WORK TO DO: Return each line below that contains the word "piano". Case counts.

RECORDS SUPPLIED:
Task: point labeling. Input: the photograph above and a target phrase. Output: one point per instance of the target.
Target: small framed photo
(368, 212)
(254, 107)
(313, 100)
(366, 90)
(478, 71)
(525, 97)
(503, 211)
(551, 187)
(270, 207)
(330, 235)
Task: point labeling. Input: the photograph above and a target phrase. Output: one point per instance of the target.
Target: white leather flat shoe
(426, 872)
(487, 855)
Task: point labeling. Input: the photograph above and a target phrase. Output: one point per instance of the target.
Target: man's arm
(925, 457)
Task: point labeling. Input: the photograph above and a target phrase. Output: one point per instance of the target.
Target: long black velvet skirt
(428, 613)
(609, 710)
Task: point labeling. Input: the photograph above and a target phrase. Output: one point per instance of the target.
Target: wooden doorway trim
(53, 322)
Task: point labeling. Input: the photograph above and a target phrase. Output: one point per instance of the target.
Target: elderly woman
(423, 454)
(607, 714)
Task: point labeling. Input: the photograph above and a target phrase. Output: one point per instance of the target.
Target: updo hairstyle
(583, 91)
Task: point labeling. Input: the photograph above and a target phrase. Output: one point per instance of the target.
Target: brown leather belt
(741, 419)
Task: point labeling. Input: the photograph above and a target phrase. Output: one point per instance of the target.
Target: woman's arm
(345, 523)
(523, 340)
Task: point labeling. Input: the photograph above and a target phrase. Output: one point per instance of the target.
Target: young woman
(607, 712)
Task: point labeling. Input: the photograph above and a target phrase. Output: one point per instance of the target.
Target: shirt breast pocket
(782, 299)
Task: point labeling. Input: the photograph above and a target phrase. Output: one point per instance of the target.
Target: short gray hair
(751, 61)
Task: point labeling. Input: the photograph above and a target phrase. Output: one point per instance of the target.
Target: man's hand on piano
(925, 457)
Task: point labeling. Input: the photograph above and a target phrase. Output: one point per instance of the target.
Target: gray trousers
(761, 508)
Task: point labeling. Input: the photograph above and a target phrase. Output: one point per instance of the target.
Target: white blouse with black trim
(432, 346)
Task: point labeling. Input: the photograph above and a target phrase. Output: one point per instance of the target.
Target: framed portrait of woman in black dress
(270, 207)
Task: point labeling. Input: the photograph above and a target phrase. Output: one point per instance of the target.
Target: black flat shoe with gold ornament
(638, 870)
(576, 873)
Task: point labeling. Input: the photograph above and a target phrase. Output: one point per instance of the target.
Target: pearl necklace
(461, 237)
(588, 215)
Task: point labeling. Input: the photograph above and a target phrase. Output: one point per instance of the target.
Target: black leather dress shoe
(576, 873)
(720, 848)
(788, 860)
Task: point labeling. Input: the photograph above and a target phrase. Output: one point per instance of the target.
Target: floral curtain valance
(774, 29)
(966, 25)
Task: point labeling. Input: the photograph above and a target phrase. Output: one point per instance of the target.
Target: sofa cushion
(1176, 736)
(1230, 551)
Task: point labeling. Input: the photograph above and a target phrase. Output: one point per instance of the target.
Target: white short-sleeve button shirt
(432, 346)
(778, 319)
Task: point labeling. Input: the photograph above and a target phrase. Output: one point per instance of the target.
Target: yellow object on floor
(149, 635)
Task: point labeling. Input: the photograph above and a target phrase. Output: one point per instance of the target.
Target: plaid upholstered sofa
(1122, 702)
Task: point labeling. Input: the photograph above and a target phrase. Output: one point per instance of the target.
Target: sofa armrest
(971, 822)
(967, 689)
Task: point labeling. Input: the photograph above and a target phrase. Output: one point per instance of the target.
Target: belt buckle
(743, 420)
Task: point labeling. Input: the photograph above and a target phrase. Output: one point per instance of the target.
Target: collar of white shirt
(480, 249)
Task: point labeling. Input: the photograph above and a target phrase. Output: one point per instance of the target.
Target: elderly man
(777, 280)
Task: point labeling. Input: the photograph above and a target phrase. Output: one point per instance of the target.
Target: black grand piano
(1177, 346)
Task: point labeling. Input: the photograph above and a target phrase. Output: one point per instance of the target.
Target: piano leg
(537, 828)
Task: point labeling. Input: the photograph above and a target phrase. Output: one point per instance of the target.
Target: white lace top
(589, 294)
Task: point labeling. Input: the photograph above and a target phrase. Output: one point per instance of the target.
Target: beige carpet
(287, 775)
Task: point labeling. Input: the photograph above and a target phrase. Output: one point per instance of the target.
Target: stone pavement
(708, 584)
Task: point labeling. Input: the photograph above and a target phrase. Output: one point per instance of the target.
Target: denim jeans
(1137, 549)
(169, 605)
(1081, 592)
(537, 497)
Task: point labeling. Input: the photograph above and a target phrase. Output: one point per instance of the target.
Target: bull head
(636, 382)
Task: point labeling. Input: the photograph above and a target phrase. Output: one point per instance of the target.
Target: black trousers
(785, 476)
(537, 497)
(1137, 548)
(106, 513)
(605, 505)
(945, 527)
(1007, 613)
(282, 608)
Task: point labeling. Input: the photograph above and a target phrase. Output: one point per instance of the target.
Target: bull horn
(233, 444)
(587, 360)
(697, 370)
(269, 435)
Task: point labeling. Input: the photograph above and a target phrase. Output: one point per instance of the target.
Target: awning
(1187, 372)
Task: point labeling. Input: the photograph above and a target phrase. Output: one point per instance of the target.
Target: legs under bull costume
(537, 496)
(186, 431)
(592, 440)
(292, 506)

COMPLETE ANSWER:
Target: man's hand on piano
Target: black grand piano
Target: piano leg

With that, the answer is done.